- [Testo di partenza]
****************************************

[Eileen Quinn è stata per una settimana a bordo della Topaz Responder, la nave del Migrant Offshore Aid Station, ONG che si occupa del soccorso di migranti in mare. Di seguito il Reportage per la nostra testata delle ore più intense, legate alle operazioni di salvataggio di centinaia di persone.]
Assistere a un salvataggio di migranti in mare, in estrema sintesi, significa smettere di preoccuparsi della crisi migratoria in Europa. Di fatto, durante un salvataggio non c’è tempo per pensare. Tutte le tue energie sono impegnate nel cercare di impedire che le persone muoiano, che tu stesso muoia nel corso delle operazioni di salvataggio, e chiaramente anche nel gestire il peso emotivo di tutto questo.
Salvare qualcuno è un momento traumatico perché all’estrema felicità che lo accompagna seguono quasi sempre il vuoto e lo sconforto per quelli che non sei riuscito a tirare a bordo, o semplicemente per il dolore che hai visto patire. In quel momento di “euforica angoscia” ti rendi conto che qualunque dolore di quel tipo è, o meglio dovrebbe essere, evitato a tutti i costi.

****************************************

Righe di dati:
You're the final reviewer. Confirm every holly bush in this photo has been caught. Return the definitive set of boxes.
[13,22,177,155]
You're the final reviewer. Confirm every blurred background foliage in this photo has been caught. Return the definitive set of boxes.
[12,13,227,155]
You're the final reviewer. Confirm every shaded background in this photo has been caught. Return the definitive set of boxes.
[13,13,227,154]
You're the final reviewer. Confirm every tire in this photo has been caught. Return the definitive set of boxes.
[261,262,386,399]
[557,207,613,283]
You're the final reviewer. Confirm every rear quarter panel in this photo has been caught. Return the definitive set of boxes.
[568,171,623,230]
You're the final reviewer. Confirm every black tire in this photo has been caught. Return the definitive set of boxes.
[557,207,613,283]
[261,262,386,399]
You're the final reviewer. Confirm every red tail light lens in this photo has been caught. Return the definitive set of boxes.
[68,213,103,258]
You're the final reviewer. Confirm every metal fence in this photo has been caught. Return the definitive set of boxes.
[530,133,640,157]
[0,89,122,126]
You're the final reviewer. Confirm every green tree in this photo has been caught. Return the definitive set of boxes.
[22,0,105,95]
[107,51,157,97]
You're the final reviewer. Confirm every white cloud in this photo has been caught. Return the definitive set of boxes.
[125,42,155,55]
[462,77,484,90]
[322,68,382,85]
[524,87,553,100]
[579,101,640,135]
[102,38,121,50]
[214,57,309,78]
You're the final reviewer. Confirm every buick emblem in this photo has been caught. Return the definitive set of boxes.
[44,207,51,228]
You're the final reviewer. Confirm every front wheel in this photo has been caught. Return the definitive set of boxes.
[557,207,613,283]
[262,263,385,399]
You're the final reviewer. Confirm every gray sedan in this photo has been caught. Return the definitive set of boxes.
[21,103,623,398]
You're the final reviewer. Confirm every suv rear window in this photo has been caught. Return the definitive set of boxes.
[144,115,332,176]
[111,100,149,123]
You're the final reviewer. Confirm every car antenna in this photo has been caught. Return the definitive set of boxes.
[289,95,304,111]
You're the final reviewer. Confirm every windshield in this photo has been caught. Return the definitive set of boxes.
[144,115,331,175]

****************************************

- [Istruzioni]
Rispondi per favore a queste domande sul reportage:
1. Per quanto tempo Eileen Quinn è rimasta a bordo della Topaz Responder?
2. Di che cosa si occupa il Migrant Offshore Aid Station?
3. Che cosa segue quasi sempre l'estrema felicità di un salvataggio?

- [Risposta attesa]
1. Per una settimana.
2. Del soccorso di migranti in mare.
3. Il vuoto e lo sconforto per quelli che non si è riusciti a tirare a bordo, o semplicemente per il dolore che si è visto patire.